**GOAL OF THE EXERCISE:** Using the records below, repeat exactly the lines from the one holding "Question: For every instance of the roof" through the one holding "Question: For every instance of the white", both ends included, and no others.

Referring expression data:
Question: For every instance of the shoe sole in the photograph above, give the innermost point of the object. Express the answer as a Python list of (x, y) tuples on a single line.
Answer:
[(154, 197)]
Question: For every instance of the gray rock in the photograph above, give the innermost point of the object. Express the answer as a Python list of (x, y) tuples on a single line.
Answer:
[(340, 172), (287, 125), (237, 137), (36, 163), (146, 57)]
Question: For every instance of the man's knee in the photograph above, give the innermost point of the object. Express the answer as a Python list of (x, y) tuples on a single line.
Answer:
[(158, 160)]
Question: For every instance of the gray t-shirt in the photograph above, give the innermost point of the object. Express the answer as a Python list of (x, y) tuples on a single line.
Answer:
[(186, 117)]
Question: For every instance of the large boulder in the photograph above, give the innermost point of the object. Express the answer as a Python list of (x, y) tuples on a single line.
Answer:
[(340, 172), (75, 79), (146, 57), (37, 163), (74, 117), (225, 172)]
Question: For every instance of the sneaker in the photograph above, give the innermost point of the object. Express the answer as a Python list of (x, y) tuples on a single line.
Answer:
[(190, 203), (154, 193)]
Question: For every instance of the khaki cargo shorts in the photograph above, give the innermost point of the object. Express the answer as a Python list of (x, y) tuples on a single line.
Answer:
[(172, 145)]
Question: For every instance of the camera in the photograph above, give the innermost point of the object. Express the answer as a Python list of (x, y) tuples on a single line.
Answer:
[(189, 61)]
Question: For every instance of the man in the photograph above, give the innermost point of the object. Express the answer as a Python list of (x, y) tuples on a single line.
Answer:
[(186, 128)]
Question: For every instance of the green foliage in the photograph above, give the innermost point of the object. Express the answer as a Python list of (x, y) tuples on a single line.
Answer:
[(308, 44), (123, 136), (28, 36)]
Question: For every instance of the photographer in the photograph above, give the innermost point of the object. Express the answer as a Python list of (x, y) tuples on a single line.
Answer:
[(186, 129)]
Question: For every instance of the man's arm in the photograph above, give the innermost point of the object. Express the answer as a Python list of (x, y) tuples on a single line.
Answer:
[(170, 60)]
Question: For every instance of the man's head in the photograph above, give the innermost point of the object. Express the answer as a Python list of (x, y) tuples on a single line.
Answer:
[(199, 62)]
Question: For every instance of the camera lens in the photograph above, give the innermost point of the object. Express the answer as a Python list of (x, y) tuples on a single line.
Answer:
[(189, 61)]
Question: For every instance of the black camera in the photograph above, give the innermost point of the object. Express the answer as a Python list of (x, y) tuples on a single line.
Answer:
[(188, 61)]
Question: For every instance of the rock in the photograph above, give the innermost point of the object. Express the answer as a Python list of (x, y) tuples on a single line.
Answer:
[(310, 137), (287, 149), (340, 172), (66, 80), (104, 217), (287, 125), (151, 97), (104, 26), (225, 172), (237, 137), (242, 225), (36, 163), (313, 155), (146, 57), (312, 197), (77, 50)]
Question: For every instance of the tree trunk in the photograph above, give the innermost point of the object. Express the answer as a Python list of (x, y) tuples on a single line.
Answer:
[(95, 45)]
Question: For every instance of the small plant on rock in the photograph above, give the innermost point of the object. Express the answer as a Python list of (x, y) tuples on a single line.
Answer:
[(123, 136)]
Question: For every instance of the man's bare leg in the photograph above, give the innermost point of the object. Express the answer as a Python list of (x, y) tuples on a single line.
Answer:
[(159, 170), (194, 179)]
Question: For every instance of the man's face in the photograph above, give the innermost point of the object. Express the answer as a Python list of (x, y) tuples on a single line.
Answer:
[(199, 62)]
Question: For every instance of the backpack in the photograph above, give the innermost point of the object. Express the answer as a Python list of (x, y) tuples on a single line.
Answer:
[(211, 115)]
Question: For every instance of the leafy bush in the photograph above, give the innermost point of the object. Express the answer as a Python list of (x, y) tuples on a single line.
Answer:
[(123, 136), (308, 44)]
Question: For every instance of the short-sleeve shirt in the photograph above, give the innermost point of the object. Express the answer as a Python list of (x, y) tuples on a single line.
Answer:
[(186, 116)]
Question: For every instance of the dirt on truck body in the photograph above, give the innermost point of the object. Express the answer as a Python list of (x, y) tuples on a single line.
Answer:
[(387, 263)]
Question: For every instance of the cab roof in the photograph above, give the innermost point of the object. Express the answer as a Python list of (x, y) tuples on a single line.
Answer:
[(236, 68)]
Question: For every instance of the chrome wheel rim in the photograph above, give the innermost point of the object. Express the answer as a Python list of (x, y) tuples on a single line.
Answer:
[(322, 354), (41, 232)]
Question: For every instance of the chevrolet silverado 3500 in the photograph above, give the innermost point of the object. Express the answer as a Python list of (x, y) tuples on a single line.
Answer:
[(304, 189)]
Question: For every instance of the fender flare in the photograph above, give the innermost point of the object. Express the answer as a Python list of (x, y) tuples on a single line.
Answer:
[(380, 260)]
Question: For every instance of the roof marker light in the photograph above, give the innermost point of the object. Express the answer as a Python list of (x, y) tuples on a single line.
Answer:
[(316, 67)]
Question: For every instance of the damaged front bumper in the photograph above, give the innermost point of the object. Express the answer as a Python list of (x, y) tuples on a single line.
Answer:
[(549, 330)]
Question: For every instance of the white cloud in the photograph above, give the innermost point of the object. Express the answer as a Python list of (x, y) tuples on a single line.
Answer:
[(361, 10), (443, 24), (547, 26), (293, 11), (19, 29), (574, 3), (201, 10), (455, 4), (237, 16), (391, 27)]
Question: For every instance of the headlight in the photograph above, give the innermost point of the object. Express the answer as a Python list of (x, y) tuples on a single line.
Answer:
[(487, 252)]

**RESULT OF THE TASK:**
Question: For every instance of the roof marker light in the photograph above, give the innermost point of the object. Express the answer as a Python list of (x, y) tuples on a single line.
Answer:
[(316, 67)]
Question: For every instance of the damaged front bumper in the photograph above, give the innermost point of the object. Express the answer as a Python list of (x, y) tuples on a single line.
Answer:
[(549, 330)]
Question: For every instance of the white cloud in the photograph above, give the innermost point of the object. Express the answer as a Python list of (x, y) tuples on a single line.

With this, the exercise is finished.